─── RECORD EXTRACTS

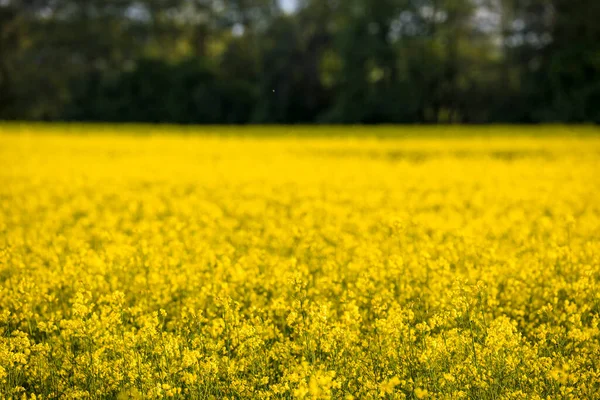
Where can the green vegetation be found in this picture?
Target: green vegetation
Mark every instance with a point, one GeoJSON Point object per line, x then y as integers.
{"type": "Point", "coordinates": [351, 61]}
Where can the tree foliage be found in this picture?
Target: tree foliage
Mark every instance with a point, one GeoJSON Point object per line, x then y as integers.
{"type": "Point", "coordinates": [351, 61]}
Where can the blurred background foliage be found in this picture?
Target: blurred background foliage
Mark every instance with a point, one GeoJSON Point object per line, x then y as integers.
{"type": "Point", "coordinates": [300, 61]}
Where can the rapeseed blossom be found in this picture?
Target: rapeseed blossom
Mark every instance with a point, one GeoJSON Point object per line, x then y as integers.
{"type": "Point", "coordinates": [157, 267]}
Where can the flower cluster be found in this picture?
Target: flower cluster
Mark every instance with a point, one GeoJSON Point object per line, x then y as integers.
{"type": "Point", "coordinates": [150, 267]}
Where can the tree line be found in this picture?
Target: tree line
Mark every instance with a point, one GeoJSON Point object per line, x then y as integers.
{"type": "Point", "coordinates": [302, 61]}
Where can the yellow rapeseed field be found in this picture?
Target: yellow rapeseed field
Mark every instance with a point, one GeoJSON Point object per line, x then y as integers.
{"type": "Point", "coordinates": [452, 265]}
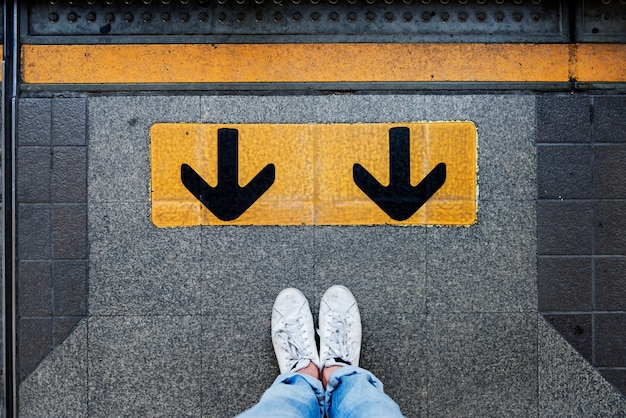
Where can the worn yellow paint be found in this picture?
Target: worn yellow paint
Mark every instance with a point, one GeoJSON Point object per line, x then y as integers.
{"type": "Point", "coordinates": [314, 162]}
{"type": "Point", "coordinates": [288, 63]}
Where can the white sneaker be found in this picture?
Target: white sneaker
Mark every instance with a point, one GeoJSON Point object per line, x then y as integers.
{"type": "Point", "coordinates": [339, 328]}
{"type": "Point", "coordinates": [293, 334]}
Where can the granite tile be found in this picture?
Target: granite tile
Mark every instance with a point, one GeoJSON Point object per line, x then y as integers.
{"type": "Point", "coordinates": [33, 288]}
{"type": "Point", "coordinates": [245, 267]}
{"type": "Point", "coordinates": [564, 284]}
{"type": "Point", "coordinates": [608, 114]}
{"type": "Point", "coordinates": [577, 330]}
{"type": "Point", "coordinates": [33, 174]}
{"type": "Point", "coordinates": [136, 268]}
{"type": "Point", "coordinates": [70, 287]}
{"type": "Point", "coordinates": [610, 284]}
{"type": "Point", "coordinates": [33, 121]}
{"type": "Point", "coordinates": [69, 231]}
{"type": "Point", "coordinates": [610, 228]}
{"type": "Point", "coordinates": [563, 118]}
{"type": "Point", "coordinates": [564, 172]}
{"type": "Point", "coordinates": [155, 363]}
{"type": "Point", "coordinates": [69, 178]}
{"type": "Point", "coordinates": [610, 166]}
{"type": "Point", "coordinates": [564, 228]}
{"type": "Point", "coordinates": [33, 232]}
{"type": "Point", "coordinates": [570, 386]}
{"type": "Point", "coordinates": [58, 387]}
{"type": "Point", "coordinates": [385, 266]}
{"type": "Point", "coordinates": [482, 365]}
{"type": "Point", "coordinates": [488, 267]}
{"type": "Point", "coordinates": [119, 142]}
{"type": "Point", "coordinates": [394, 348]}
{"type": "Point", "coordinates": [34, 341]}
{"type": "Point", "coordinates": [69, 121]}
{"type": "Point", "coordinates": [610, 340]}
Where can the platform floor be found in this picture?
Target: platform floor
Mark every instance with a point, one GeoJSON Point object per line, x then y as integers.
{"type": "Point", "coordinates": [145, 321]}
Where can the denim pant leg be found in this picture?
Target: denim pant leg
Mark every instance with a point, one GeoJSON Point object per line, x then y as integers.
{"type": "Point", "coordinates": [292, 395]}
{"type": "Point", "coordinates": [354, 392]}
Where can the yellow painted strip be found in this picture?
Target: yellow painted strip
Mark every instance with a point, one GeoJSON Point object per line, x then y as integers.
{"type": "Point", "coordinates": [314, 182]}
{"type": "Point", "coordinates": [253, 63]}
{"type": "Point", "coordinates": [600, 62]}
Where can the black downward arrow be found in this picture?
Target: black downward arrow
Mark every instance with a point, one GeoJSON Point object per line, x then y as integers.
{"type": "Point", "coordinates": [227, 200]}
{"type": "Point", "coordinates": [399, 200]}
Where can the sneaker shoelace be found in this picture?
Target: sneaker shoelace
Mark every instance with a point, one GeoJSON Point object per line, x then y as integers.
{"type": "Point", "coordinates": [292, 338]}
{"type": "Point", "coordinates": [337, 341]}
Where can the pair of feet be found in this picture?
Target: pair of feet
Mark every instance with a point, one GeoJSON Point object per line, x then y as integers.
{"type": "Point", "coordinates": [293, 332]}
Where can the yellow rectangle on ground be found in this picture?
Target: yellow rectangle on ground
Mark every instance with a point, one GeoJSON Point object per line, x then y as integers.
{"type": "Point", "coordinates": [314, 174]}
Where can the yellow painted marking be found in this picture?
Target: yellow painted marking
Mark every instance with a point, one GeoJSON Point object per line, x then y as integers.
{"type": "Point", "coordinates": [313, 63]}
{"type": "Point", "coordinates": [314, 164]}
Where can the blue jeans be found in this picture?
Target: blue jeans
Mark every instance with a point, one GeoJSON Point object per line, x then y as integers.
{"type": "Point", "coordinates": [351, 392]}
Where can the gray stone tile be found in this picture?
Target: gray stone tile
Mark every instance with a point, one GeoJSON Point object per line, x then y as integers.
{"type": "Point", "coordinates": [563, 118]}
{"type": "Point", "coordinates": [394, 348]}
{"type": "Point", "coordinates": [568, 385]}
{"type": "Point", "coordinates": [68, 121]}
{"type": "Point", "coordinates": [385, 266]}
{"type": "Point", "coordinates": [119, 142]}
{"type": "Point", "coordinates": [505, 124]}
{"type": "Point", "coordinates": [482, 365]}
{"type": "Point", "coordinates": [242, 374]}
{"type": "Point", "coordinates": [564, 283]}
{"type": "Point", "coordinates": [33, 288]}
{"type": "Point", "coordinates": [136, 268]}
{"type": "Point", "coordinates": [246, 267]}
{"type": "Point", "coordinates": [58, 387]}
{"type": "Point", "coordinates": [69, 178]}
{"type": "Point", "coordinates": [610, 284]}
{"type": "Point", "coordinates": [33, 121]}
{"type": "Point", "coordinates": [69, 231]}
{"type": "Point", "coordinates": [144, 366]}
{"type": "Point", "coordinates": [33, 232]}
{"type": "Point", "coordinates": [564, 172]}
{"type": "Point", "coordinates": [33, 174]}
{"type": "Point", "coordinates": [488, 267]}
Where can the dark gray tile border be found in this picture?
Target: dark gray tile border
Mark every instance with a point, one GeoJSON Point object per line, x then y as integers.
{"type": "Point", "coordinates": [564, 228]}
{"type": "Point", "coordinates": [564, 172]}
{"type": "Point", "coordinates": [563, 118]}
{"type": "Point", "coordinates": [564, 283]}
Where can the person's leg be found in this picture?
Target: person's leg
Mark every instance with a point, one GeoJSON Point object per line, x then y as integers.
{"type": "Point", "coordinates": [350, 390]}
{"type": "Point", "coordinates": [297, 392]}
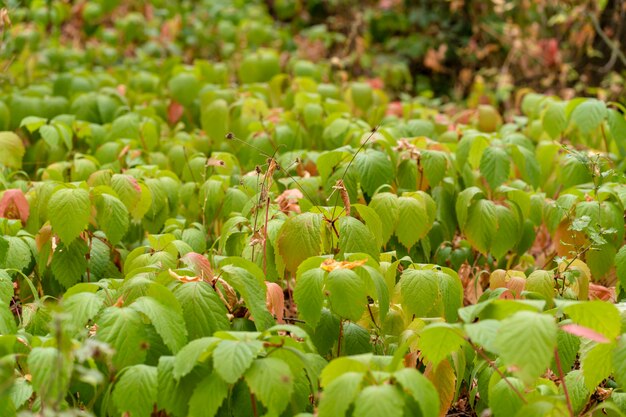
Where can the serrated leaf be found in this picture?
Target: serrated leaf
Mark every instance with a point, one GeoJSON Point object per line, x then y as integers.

──────
─── RECORD EXTRACTS

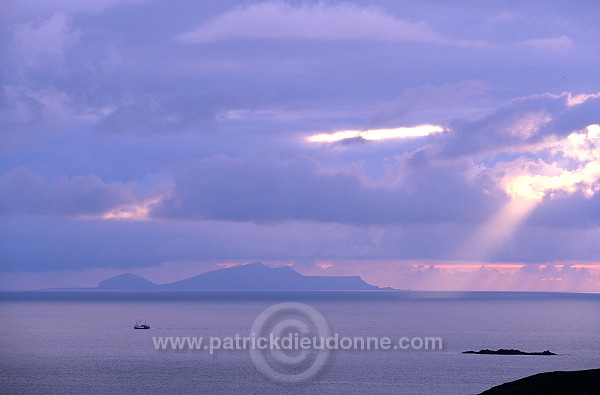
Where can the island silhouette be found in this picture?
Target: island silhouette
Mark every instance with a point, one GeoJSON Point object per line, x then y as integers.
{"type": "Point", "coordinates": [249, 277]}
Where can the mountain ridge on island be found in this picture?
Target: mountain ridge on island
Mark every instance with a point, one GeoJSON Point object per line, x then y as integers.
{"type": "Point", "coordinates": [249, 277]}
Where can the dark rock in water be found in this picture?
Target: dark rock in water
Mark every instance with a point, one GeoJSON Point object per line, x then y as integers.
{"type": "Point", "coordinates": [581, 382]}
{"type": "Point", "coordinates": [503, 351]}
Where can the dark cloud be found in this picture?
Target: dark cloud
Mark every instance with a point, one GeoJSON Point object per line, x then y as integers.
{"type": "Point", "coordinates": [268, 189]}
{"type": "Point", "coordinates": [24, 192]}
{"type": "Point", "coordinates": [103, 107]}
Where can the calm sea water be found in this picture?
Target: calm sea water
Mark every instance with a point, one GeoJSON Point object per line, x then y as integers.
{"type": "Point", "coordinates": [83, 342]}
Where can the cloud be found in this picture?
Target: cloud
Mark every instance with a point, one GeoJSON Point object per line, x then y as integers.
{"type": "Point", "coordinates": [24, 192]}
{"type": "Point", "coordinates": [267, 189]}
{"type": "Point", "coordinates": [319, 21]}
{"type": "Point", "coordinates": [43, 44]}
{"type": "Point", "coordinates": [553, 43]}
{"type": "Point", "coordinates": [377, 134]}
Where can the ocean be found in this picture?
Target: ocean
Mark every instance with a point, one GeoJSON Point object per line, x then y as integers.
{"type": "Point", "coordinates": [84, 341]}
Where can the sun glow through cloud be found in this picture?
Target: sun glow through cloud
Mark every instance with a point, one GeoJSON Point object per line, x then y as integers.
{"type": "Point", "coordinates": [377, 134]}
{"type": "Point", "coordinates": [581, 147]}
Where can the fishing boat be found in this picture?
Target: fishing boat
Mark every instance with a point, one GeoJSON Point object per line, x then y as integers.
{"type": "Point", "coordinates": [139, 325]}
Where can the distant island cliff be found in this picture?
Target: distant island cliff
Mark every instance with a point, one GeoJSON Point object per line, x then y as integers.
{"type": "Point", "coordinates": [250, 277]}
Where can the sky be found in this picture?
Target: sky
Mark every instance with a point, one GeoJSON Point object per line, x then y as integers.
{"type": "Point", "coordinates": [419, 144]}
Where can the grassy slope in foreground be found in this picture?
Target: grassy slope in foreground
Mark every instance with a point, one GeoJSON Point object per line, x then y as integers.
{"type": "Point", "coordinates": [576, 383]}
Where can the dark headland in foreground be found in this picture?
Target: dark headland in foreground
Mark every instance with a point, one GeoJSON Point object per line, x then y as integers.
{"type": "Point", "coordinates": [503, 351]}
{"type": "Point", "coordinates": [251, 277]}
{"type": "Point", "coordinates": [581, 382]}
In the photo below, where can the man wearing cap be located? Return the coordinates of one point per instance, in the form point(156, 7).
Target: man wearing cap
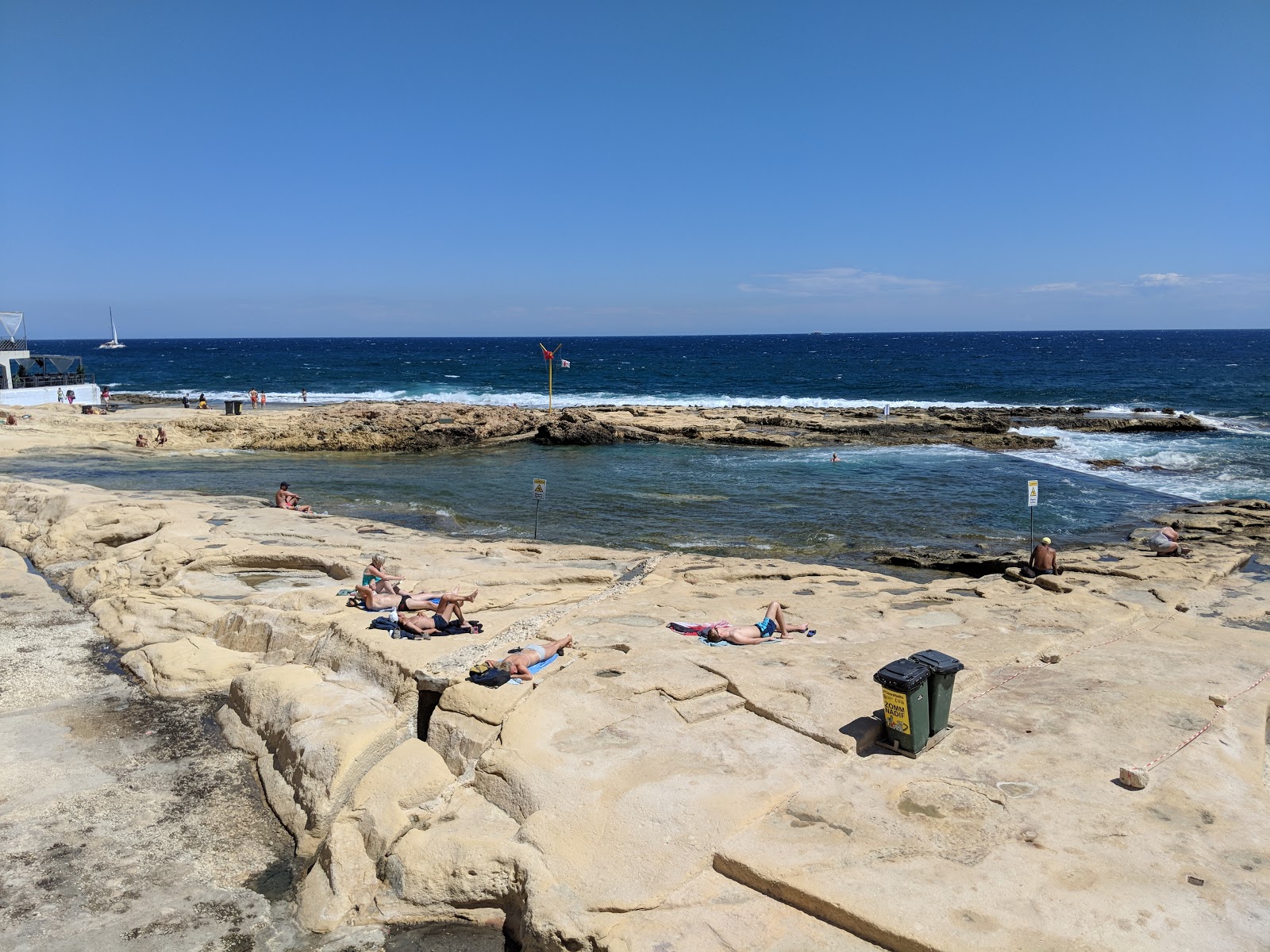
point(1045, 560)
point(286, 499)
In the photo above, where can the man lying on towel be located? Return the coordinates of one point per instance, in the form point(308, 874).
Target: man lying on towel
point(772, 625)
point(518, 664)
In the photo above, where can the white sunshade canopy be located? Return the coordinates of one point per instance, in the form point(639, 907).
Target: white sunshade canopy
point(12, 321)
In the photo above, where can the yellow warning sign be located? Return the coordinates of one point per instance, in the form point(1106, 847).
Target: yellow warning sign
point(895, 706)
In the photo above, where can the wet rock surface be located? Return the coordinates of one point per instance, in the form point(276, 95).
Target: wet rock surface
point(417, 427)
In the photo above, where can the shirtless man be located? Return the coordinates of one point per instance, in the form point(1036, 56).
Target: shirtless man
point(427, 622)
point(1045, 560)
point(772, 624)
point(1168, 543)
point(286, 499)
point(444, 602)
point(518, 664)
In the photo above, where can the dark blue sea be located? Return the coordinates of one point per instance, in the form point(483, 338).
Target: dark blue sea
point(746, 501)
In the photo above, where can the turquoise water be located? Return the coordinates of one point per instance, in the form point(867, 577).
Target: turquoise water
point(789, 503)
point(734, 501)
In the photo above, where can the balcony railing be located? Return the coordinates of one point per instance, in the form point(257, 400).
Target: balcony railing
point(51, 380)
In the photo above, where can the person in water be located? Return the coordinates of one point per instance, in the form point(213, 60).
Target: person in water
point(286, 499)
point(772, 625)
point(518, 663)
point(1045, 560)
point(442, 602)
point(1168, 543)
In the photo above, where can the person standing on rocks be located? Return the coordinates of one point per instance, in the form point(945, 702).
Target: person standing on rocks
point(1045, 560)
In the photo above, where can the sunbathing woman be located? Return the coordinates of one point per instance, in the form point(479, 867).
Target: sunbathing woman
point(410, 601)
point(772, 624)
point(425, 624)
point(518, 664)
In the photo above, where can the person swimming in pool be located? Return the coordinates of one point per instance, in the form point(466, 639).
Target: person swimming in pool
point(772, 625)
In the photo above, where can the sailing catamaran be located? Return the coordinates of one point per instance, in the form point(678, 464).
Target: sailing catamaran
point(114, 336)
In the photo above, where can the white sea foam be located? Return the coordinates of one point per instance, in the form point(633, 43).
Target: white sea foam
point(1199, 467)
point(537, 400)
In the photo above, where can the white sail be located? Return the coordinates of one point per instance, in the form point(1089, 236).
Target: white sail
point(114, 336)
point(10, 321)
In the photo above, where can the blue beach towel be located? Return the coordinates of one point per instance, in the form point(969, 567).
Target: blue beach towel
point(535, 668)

──────

- EXERCISE GOAL:
In the records, rewrite the lines from the one with "Where can the distant" up to and including the one with "point(12, 321)", replacing "foreground" with "front" and changing nothing else. Leave out the pictures.

- FINISHED EXERCISE:
Where can the distant island cliff be found in this picture?
Target: distant island cliff
Mark every instance with a point, one GeoJSON Point object per line, x then y as integers.
{"type": "Point", "coordinates": [250, 277]}
Where can the sky be found in this picture?
Target: sky
Mark every instance with a point, one GeoJSON Point object per line, x then y as integers.
{"type": "Point", "coordinates": [419, 144]}
Where can the grassy slope in front be found in this picture?
Target: grassy slope in front
Mark every instance with a point, one GeoJSON Point object per line, x then y as integers.
{"type": "Point", "coordinates": [576, 383]}
Where can the dark headland in front be found in this picture?
Target: dark headland in front
Mark every instance with a point, one GeoJSON Point object per line, x then y as integers.
{"type": "Point", "coordinates": [503, 351]}
{"type": "Point", "coordinates": [251, 277]}
{"type": "Point", "coordinates": [581, 382]}
In the photo below, where can the man wearing cap be located? Return the coordinates of one point per instance, in the form point(156, 7).
Target: man wearing cap
point(1045, 560)
point(286, 499)
In the photo above, where can the man lying on towel be located? Return the coordinates of one point per instance, in the form point(308, 874).
Target: man lying on towel
point(772, 625)
point(518, 664)
In the photo above, where can the white sunshade canopy be located? Return the coordinates of one point per instance, in the form point(639, 907).
Target: white sunshade canopy
point(12, 321)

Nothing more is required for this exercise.